The data Block Start

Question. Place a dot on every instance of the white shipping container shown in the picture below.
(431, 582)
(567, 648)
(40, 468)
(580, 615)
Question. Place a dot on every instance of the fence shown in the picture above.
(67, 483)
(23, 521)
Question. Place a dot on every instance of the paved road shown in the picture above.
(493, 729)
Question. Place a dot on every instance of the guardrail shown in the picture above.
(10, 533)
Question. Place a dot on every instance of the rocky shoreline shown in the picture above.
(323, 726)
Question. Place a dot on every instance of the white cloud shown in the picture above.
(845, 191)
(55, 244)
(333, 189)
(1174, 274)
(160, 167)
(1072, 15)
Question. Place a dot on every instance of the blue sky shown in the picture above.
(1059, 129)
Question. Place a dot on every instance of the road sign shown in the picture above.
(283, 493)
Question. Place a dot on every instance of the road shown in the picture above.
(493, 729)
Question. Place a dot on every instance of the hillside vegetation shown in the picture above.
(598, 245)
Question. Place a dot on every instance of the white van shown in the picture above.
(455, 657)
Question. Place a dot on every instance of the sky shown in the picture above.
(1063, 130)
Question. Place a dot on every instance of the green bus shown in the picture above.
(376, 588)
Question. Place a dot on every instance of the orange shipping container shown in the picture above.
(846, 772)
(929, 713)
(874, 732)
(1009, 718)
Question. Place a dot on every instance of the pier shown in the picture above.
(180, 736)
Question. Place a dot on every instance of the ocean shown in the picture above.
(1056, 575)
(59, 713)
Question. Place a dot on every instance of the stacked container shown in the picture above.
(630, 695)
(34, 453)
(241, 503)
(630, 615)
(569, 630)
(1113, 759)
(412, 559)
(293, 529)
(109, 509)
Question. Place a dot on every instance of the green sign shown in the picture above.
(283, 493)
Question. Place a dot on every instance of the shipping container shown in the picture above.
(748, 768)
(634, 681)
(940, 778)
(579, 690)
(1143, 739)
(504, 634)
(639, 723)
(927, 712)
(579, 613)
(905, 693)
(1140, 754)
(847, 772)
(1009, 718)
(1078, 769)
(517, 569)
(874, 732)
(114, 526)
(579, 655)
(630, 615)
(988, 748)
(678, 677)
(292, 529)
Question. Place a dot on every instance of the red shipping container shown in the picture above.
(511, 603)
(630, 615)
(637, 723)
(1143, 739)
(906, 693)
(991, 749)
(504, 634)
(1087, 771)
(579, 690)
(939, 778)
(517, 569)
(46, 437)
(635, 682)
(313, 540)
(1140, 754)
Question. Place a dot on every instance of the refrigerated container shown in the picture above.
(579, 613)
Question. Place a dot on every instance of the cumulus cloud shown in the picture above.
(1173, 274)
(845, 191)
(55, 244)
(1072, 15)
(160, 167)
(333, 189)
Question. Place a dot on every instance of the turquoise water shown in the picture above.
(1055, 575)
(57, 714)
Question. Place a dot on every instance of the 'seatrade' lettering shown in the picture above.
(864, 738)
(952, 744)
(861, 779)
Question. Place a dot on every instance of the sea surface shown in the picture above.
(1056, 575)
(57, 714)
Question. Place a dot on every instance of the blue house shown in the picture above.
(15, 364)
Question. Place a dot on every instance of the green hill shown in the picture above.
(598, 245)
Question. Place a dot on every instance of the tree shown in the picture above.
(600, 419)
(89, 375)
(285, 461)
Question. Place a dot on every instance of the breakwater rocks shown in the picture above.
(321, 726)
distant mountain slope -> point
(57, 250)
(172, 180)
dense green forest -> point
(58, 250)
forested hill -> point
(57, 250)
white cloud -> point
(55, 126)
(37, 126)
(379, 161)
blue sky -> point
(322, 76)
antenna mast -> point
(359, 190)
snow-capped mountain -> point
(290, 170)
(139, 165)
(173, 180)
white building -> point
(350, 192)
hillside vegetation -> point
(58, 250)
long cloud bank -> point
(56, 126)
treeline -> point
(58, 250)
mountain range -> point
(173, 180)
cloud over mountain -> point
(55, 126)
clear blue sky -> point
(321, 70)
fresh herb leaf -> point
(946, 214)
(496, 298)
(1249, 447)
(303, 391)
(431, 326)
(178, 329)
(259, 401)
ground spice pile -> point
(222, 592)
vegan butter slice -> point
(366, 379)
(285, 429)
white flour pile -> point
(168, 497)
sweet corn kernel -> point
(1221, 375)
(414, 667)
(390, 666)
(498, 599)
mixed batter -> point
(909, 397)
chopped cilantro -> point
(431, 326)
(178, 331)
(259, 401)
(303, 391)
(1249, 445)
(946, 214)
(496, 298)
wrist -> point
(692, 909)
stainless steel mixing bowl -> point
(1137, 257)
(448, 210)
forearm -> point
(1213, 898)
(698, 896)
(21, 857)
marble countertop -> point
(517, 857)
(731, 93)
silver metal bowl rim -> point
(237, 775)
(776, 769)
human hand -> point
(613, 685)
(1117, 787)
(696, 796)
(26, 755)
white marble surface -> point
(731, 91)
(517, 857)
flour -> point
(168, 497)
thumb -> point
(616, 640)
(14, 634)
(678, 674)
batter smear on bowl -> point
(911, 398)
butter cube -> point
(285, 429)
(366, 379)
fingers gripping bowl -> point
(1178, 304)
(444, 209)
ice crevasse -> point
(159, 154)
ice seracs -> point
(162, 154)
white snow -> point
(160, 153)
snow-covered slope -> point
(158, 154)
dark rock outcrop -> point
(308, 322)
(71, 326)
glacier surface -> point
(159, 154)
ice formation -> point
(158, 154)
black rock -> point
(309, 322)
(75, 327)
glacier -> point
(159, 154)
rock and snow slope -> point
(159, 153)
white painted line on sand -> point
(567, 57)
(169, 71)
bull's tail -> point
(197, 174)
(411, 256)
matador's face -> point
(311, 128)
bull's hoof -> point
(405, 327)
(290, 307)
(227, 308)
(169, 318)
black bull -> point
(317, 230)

The data Block End

◆ Exercise goal ◆
From the line that contains "sweet corn kernel -> point" through the end of the records above, print every line exactly and nothing else.

◆ Finished exercise ◆
sweet corn kernel -> point
(1221, 375)
(414, 667)
(390, 666)
(498, 599)
mixed batter -> point
(909, 397)
chopped cilantro -> point
(431, 326)
(178, 331)
(259, 401)
(303, 391)
(1249, 445)
(946, 214)
(496, 298)
wrist -> point
(692, 909)
stainless steel mixing bowl -> point
(1137, 257)
(448, 210)
forearm -> point
(1213, 898)
(698, 896)
(21, 857)
marble countertop -> point
(517, 857)
(731, 93)
silver metal bowl rim -> point
(237, 775)
(776, 769)
human hand -> point
(613, 685)
(1117, 787)
(696, 796)
(26, 755)
white marble surface -> point
(731, 91)
(517, 857)
flour -> point
(168, 497)
thumb -> point
(616, 640)
(14, 634)
(678, 674)
batter smear on bowl -> point
(911, 398)
butter cube -> point
(285, 429)
(366, 379)
fingers gripping bowl -> point
(1178, 304)
(444, 209)
ice crevasse -> point
(159, 154)
ice seracs -> point
(162, 154)
white snow -> point
(160, 153)
snow-covered slope -> point
(158, 154)
dark rock outcrop -> point
(308, 322)
(71, 326)
glacier surface -> point
(159, 154)
ice formation -> point
(158, 154)
black rock -> point
(309, 322)
(75, 327)
glacier -> point
(159, 154)
rock and snow slope -> point
(159, 153)
white painted line on sand -> point
(567, 57)
(169, 71)
bull's tail -> point
(197, 174)
(411, 256)
matador's face -> point
(311, 128)
bull's hoof -> point
(405, 327)
(290, 307)
(227, 308)
(169, 318)
black bull -> point
(317, 230)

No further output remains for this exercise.